Goal of the exercise:
In the data below, find the line that contains "point(257, 301)" and the line that contains "point(449, 380)". Copy both, plus every line between them, exactly.

Data extracts:
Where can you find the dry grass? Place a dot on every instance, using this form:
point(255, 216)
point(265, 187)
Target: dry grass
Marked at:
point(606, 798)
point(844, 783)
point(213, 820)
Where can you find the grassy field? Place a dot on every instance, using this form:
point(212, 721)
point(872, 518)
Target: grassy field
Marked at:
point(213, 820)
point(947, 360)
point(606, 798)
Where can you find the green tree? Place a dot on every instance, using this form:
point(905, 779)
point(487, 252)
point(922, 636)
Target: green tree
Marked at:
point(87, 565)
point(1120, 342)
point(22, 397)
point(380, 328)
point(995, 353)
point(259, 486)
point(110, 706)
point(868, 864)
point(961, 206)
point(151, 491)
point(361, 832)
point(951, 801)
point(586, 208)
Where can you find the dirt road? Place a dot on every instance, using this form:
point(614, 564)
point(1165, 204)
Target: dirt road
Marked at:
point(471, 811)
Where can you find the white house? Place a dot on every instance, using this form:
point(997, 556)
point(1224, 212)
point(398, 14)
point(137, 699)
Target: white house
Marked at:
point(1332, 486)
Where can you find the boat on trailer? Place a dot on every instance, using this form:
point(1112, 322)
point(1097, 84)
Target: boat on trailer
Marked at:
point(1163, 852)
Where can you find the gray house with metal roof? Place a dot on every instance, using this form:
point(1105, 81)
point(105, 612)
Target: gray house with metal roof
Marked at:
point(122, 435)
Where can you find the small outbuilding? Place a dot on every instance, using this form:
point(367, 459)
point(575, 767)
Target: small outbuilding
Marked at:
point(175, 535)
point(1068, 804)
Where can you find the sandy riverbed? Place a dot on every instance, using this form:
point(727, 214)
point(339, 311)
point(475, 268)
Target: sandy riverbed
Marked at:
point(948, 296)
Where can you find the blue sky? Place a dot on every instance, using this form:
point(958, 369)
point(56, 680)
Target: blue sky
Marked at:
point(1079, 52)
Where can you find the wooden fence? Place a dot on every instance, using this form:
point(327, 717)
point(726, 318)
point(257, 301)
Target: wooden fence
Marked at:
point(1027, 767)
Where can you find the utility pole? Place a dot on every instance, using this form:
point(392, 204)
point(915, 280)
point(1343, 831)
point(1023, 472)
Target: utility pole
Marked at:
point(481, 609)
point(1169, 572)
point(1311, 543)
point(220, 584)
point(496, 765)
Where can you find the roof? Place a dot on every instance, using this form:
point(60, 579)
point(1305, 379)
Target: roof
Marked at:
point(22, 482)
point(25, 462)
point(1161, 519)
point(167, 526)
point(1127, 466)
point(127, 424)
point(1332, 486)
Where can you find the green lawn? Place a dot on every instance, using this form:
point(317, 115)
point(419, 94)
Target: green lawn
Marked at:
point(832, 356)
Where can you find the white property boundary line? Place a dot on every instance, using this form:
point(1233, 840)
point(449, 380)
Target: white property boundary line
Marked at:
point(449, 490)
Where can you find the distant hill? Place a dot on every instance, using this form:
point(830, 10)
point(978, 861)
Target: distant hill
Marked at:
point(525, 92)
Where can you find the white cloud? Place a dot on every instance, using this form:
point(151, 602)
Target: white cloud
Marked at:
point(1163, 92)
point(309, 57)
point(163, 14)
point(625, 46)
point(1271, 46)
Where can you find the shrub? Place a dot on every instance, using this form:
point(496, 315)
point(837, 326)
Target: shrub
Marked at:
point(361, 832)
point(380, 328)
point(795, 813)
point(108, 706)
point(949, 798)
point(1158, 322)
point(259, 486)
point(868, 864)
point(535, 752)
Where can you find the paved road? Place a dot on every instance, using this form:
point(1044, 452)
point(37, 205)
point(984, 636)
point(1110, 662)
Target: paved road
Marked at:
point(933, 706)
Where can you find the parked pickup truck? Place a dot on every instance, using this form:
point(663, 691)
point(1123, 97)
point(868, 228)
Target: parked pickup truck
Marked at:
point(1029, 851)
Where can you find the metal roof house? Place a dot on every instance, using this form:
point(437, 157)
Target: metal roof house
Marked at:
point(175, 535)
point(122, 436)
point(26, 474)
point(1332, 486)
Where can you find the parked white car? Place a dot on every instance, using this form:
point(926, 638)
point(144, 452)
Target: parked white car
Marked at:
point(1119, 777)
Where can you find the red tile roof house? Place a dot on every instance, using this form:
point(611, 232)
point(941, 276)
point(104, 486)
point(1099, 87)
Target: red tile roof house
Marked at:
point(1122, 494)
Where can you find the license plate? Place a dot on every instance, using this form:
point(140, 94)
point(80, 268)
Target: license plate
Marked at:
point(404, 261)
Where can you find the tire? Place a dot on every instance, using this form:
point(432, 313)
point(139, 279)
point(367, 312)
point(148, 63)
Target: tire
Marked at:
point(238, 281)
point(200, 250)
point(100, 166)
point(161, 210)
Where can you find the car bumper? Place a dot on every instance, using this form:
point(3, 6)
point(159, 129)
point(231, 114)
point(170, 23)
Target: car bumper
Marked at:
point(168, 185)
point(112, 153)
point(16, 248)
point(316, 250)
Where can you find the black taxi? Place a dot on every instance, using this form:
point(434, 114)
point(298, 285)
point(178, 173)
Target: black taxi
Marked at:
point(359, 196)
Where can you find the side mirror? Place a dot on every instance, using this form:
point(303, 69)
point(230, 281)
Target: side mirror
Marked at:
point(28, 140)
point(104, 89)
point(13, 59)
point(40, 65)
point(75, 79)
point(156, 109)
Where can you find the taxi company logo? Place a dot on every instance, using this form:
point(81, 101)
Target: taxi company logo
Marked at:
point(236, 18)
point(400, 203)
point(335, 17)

Answer box:
point(257, 301)
Target: wooden fence
Marked at:
point(1027, 767)
Where can you find the utility pole? Place a dot on every instance, using this form:
point(392, 204)
point(915, 280)
point(1343, 831)
point(1023, 472)
Target: utility pole
Marked at:
point(481, 609)
point(1169, 572)
point(1311, 543)
point(220, 584)
point(496, 765)
Where can you find the roof? Place a dot on every instance, using this form:
point(60, 579)
point(1305, 379)
Target: roof
Marked at:
point(22, 482)
point(25, 462)
point(1161, 519)
point(167, 526)
point(1127, 466)
point(127, 424)
point(1332, 486)
Where can you find the green lawn? Place a dot on every instance, using this form:
point(317, 115)
point(419, 94)
Target: green lawn
Marked at:
point(832, 356)
Where can you find the white property boundary line? Place a dot on every instance, using this form:
point(1233, 840)
point(449, 380)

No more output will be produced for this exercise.